RECORDS SHOWN =>
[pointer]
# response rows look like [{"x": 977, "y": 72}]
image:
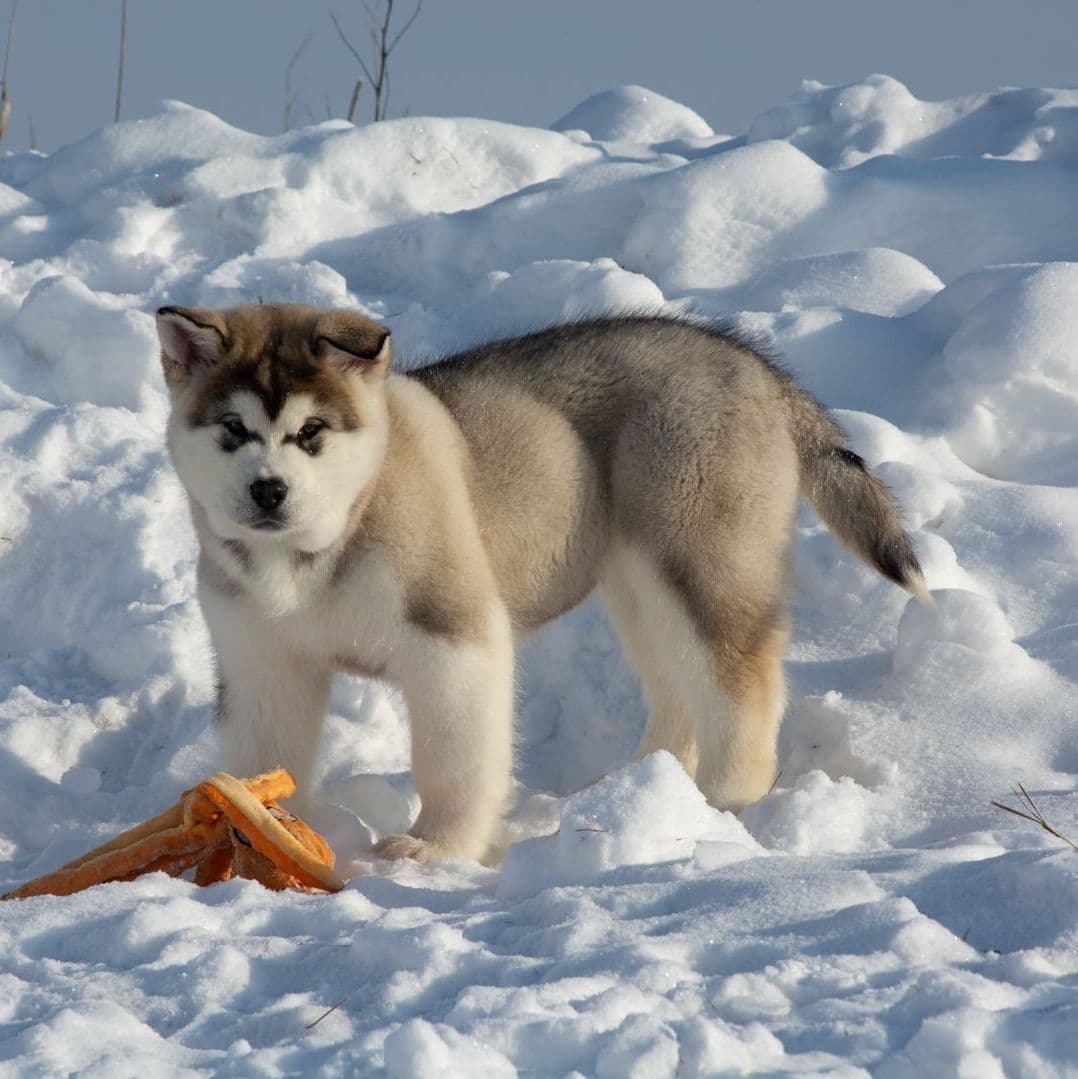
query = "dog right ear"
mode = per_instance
[{"x": 192, "y": 339}]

PROBLEM DESCRIPTION => Please recast every line of the items above as a Markdown table with the columns Row and Line, numbering each line and skipping blank ones. Leave the pictures out of the table.

ANSWER =>
| Row | Line |
|---|---|
| 1 | [pointer] |
| 2 | # response rows look like [{"x": 977, "y": 72}] |
| 3 | image: |
| 4 | query = "dog right ear" |
| 5 | mode = per_instance |
| 6 | [{"x": 192, "y": 339}] |